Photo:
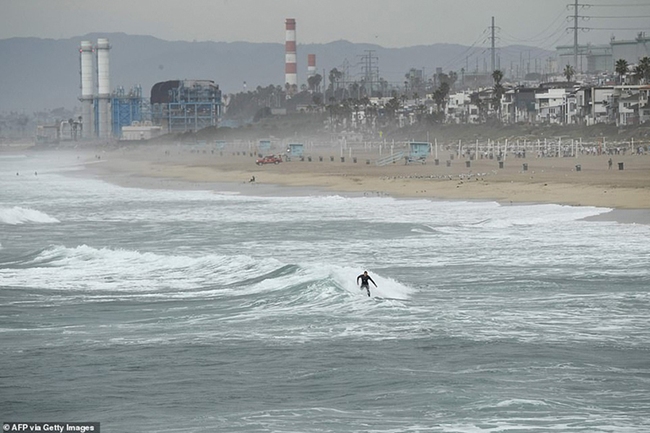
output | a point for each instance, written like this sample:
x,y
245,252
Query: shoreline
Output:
x,y
546,180
553,180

★ ★ ★ ★ ★ ★ ★

- _TASK TO COMPLETE_
Reproduce every row above word for word, with each line unchanged, and leave out the pictures.

- _TASK RESULT_
Photo:
output | a point for each instance, written like this sample:
x,y
245,252
Query: shoreline
Output:
x,y
546,180
553,180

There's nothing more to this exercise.